## What you will do
Pictures must not appear in the copy. Set down exactly the line with "on every path" and each line after it through the end of the data below.

## Segmentation mask data
*-*-*

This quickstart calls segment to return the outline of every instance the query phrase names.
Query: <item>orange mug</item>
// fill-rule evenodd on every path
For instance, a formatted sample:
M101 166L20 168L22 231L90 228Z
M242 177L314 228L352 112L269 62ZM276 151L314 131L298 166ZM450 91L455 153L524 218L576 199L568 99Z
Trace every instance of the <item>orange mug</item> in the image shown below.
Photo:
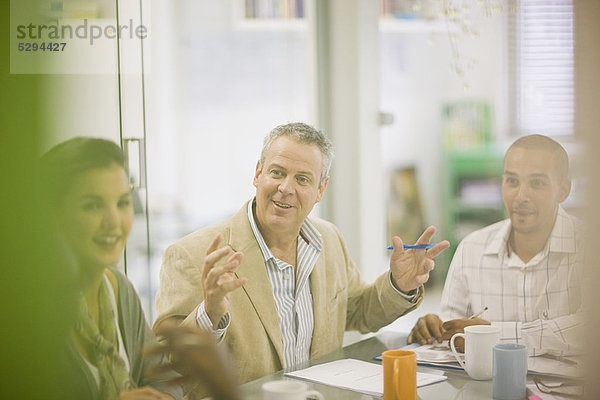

*-*-*

## Worked solution
// fill-rule evenodd on every path
For instance, a formatted sample:
M101 166L20 168L22 231L90 228Z
M242 177L314 228L352 112L269 62ZM276 151L314 131L298 166ZM450 91L455 153L524 218L576 199L568 99Z
Trace every instance of the <item>orange mug</item> in the image shown below.
Photo:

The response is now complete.